There is a huge “separation-of-powers” constitutional issue that looms over the case and emerged in the arguments in both the Supreme Court and in the Court of Appeals: If there is a square conflict on a foreign-policy issue between the President and the Congress, who prevails? Our position is that, under the constitutional standard that the Supreme Court has been applying in recent rulings, the President may not act without express or implied Congressional approval, and Congress wins if there is a direct conflict. But we maintain that the courts need not resolve this major constitutional question to decide the Zivotofsky case on any of the grounds outlined above.

In its brief, the State Department claimed that it would “critically compromise the ability of the United States to work with Israelis, Palestinians and others in the region to further the peace process” if there were “any unilateral action by the United States that would signal, symbolically or concretely, that it recognizes that Jerusalem is a city that is located within the sovereign territory of Israel.”

The government’s position is belied by President Obama’s visit to the Middle East this week.  The White House chose to publicize the President’s visit on its website and in press releases as “The President’s trip to Israel, the West Bank, and Jordan.”  As described at the beginning of this article, the principal stops in Israel on the President’s itinerary were his two days of visits to places in Jerusalem.  It’s hard to imagine any more “symbolic and concrete” official recognition of Jerusalem as being in Israel than describing the President’s trip this week to prominent Jerusalem sites as a “trip to Israel.”  After all, where was President Obama on these two days when the White House represented that he was in “Israel?” He was in Jerusalem.

EXERCISES TO COMPLETE
#1 Rewrite the passage on the Jerusalem dispute from "The government’s position" to "was in Jerusalem.", changing "White House" to "administration".
#2 Report only the number of lines in the entries below that contain the string "query", counting matches case-sensitively.

Annotation dataset entries
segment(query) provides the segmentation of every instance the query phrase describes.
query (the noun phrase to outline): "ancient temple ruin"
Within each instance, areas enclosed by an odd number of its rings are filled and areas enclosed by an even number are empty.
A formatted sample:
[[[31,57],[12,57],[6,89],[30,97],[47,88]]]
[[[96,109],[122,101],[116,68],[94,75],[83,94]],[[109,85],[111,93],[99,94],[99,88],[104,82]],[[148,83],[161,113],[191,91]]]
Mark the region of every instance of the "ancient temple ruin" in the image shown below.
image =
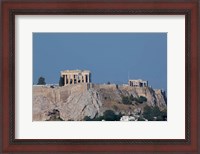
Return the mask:
[[[144,81],[141,79],[138,80],[129,80],[128,85],[131,87],[148,87],[148,81]]]
[[[91,72],[89,70],[65,70],[61,71],[64,86],[68,84],[90,83]]]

THE RESPONSES
#1
The government’s position is belied by President Obama’s visit to the Middle East this week.  The administration chose to publicize the President’s visit on its website and in press releases as “The President’s trip to Israel, the West Bank, and Jordan.”  As described at the beginning of this article, the principal stops in Israel on the President’s itinerary were his two days of visits to places in Jerusalem.  It’s hard to imagine any more “symbolic and concrete” official recognition of Jerusalem as being in Israel than describing the President’s trip this week to prominent Jerusalem sites as a “trip to Israel.”  After all, where was President Obama on these two days when the administration represented that he was in “Israel?” He was in Jerusalem.

#2 2